→ **Task requirements**
Copy each of the following entries verbatim, without changing a word.

Object position labeling entries
━━━━━━

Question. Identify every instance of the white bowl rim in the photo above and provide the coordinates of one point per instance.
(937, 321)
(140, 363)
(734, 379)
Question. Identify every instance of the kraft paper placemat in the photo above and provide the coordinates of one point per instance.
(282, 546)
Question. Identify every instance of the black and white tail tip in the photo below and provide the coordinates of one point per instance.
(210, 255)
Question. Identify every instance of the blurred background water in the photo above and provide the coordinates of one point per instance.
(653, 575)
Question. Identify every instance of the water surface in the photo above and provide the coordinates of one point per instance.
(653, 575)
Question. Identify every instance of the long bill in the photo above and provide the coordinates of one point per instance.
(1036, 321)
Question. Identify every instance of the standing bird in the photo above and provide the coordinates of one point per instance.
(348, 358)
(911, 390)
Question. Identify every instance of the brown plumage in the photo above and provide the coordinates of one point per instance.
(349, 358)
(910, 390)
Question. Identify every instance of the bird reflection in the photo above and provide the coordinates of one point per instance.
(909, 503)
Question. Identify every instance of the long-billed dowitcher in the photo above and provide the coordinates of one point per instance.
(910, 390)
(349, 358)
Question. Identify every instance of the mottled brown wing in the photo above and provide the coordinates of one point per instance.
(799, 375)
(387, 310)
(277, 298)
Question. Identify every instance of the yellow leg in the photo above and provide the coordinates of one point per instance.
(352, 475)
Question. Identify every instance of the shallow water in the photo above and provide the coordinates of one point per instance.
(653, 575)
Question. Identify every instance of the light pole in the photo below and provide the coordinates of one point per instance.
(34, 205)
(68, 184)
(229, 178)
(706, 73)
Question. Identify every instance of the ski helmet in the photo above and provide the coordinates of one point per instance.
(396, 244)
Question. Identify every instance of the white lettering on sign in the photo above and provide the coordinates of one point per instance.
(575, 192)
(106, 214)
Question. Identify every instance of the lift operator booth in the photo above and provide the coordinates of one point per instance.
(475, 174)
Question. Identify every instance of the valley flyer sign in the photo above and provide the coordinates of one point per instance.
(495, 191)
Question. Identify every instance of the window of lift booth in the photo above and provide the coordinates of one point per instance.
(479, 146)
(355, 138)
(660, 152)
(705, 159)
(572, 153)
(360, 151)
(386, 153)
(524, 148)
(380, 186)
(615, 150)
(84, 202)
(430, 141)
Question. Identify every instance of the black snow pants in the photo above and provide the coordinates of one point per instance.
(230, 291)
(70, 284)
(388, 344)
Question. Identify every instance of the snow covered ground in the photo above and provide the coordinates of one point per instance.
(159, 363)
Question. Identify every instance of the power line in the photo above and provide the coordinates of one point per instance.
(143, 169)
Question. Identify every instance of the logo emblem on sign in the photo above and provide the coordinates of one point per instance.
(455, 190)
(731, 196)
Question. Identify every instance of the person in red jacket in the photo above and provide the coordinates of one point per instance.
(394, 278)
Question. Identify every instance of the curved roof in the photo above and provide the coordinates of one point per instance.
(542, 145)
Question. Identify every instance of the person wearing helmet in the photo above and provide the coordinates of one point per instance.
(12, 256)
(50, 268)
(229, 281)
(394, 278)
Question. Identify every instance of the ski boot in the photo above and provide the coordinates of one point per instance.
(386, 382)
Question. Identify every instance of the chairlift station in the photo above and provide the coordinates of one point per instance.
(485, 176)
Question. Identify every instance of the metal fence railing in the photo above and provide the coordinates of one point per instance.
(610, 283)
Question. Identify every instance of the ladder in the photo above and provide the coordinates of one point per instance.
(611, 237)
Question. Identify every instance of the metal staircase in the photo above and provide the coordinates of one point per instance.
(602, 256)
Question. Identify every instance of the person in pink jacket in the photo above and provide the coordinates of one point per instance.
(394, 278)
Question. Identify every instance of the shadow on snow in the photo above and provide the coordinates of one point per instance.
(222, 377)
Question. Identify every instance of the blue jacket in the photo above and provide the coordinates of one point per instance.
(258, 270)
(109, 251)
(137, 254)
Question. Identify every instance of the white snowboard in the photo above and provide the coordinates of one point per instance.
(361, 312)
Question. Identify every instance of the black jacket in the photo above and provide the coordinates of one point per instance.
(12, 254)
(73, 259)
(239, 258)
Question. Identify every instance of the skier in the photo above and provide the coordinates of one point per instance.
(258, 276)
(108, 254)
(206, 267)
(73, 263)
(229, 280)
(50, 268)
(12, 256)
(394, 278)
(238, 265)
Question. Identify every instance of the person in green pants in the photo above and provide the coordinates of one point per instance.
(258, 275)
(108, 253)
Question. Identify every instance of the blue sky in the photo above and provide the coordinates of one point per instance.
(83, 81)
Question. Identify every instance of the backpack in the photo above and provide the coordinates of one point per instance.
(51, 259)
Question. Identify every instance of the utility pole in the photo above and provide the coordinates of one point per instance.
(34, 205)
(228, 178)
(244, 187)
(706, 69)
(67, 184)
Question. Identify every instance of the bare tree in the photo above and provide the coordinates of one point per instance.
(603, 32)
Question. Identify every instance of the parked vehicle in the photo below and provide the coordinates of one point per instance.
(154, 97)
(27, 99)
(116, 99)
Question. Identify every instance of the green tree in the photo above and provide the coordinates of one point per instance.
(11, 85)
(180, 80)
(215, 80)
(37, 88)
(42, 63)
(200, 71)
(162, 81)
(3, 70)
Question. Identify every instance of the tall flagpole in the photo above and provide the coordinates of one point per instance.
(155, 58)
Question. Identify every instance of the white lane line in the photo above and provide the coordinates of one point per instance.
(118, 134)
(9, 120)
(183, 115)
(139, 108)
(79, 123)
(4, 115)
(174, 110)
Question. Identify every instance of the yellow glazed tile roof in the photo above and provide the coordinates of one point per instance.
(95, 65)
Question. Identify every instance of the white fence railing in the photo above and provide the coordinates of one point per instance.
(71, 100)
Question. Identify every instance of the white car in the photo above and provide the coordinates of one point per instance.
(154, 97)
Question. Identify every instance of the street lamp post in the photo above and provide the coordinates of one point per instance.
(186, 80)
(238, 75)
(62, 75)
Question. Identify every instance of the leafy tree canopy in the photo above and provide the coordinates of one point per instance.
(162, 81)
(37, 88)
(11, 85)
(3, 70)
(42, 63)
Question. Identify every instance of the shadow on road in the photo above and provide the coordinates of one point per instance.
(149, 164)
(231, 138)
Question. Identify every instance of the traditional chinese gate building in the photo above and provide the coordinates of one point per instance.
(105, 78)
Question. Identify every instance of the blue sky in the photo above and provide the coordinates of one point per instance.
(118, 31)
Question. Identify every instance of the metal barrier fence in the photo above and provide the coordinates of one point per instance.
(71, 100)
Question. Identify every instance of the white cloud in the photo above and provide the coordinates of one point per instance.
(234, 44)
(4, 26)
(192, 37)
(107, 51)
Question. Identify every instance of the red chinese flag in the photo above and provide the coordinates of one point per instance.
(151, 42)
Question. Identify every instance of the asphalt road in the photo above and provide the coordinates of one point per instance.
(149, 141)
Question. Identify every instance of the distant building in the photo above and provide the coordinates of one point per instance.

━━━━━━

→ **Solution for this exercise**
Question. Identify every instance of the white bowl rim in the photo above and provide the coordinates of one point per instance.
(937, 321)
(140, 363)
(734, 379)
Question. Identify every instance of the kraft paper placemat in the photo above and provide the coordinates of one point per instance.
(282, 546)
Question. Identify every instance of the black and white tail tip in the photo below and provide the coordinates of one point per instance.
(210, 255)
Question. Identify every instance of the blurred background water in the photo above and provide the coordinates of one point per instance.
(653, 575)
Question. Identify every instance of the water surface in the photo above and provide the coordinates of one point per instance.
(653, 575)
Question. Identify every instance of the long bill in the photo above and provide the coordinates of one point per instance.
(1036, 321)
Question. Identify every instance of the standing bird in the photo above and provide the coordinates of one point per instance.
(348, 358)
(911, 390)
Question. Identify every instance of the brown plumage in the photo above and provide the coordinates of one point per instance.
(349, 358)
(910, 390)
Question. Identify every instance of the bird reflection in the photo above and provide the coordinates of one point per instance.
(909, 503)
Question. Identify every instance of the long-billed dowitcher in the photo above and provide the coordinates of one point per instance.
(910, 390)
(349, 358)
Question. Identify every instance of the mottled brown wing in the photo above and provide the coordinates of one point per instance.
(799, 375)
(387, 310)
(277, 298)
Question. Identify every instance of the yellow leg in the photo above and provide the coordinates of one point per instance.
(352, 475)
Question. Identify every instance of the shallow water in the photo above and provide the coordinates of one point per instance.
(653, 575)
Question. Identify every instance of the light pole in the photo below and provide the coordinates of one point per instance.
(34, 205)
(68, 184)
(229, 178)
(706, 73)
Question. Identify every instance of the ski helmet in the photo above and provide the coordinates of one point per instance.
(396, 244)
Question. Identify every instance of the white lettering on sign in the photo above and provide the coordinates of one point per instance.
(575, 192)
(106, 214)
Question. Identify every instance of the lift operator booth in the photo above and provide the coordinates of one point per instance.
(475, 174)
Question. Identify every instance of the valley flyer sign in the photo above and provide the coordinates of one point per instance.
(495, 191)
Question. Identify every instance of the window of lift booth in the photo above and provide the coordinates of one point per instance.
(479, 146)
(355, 138)
(660, 152)
(705, 159)
(572, 153)
(360, 151)
(386, 153)
(524, 148)
(380, 186)
(615, 150)
(84, 202)
(430, 141)
Question. Identify every instance of the black snow pants in the photo above and provide the coordinates of one point per instance.
(230, 291)
(70, 284)
(388, 344)
Question. Identify every instance of the snow covered ground in the photo above and provide the coordinates of one point per instance.
(159, 363)
Question. Identify every instance of the power line in the photo above and provide the coordinates of one point per instance.
(143, 169)
Question. Identify every instance of the logo emblem on sign in the photo above and provide the coordinates of one point per instance.
(455, 190)
(731, 196)
Question. Identify every instance of the person in red jacket in the photo above and provide the coordinates of one point per instance.
(394, 278)
Question. Identify every instance of the curved roof in the photo above and provide the coordinates of one point per instance.
(542, 145)
Question. Identify every instance of the person wearing helmet in the photo above and provide the coordinates of one point per instance.
(12, 256)
(50, 268)
(229, 281)
(394, 278)
Question. Identify every instance of the ski boot in the photo above and provide the coordinates of one point per instance.
(386, 382)
Question. Identify every instance of the chairlift station in the photo above and provide the coordinates of one point per instance.
(485, 176)
Question. Identify every instance of the metal fence railing in the photo above and provide the coordinates of one point per instance.
(610, 283)
Question. Identify every instance of the ladder in the photo above and provide the coordinates of one point per instance.
(611, 237)
Question. Identify every instance of the metal staircase in the photo above and provide the coordinates of one point per instance.
(602, 256)
Question. Identify every instance of the person in pink jacket in the photo above and provide the coordinates of one point per instance.
(394, 278)
Question. Identify every instance of the shadow on snow in the photo above and provide the coordinates of one point per instance.
(222, 377)
Question. Identify every instance of the blue jacket in the photo above and provide the coordinates of one point per instance.
(258, 270)
(109, 251)
(137, 254)
Question. Identify every instance of the white snowboard in the photo above and provide the coordinates of one point per instance.
(361, 312)
Question. Identify every instance of the black jacket in the photo above and provide the coordinates of one point per instance.
(12, 254)
(73, 259)
(239, 258)
Question. Identify every instance of the skier in the photo above and provide the coordinates of one point per instance.
(258, 276)
(108, 254)
(206, 267)
(73, 263)
(229, 280)
(50, 268)
(12, 256)
(394, 278)
(238, 265)
Question. Identify every instance of the person in green pants in the photo above and provide the coordinates of one point per instance.
(258, 275)
(108, 253)
Question. Identify every instance of the blue sky in the photo above and provide the coordinates of one point per instance.
(83, 81)
Question. Identify every instance of the backpack in the photo above and provide the coordinates of one point per instance.
(51, 259)
Question. Identify every instance of the utility pole in the photo above and provide the coordinates of one point per instance.
(34, 205)
(228, 178)
(244, 187)
(706, 69)
(67, 184)
Question. Identify every instance of the bare tree in the photo above and provide the coordinates of one point per instance.
(603, 32)
Question. Identify every instance of the parked vehicle in the photo below and provide the coordinates of one point per instance.
(154, 97)
(27, 99)
(116, 99)
Question. Identify every instance of the green tree in the photo above and provide the coordinates of one point per instance.
(11, 85)
(180, 80)
(215, 80)
(37, 88)
(42, 63)
(200, 71)
(162, 81)
(3, 70)
Question. Identify every instance of the tall flagpole in the photo above and provide the coordinates of one point per instance.
(155, 58)
Question. Identify every instance of the white lane line in the photo above and provide the coordinates of one point per instance.
(118, 134)
(9, 120)
(183, 115)
(139, 108)
(79, 123)
(4, 115)
(174, 110)
Question. Identify every instance of the yellow glazed tile roof in the photo above and provide the coordinates of one point per instance.
(95, 65)
Question. Identify every instance of the white fence railing in the photo above and provide the coordinates of one point per instance.
(71, 100)
Question. Identify every instance of the white car in the photo above and provide the coordinates of one point per instance.
(154, 97)
Question. Identify every instance of the street lamp post in the photo above and provide the coordinates of one point per instance.
(186, 80)
(238, 75)
(62, 75)
Question. Identify every instance of the leafy tree canopy in the photo above and provide the coordinates of one point per instance.
(162, 81)
(37, 88)
(11, 85)
(3, 70)
(42, 63)
Question. Identify every instance of the shadow on road in the photo above and provide the coordinates of one point per instance.
(149, 164)
(231, 138)
Question. Identify every instance of the traditional chinese gate building in the photo above and provide the coordinates of one point per instance.
(105, 78)
Question. Identify every instance of the blue sky in the photo above and provide the coordinates of one point per instance.
(118, 31)
Question. Identify every instance of the metal barrier fence in the photo above and provide the coordinates of one point per instance.
(71, 100)
Question. Identify every instance of the white cloud in the photo above and provide the coordinates of one point per instance.
(234, 44)
(4, 26)
(192, 37)
(107, 51)
Question. Identify every instance of the red chinese flag in the photo above and provide the coordinates of one point per instance.
(151, 42)
Question. Identify every instance of the asphalt road in the photo above and provide the coordinates of one point per instance.
(149, 141)
Question. Identify every instance of the distant building in the photo above and provide the coordinates of one point per instance.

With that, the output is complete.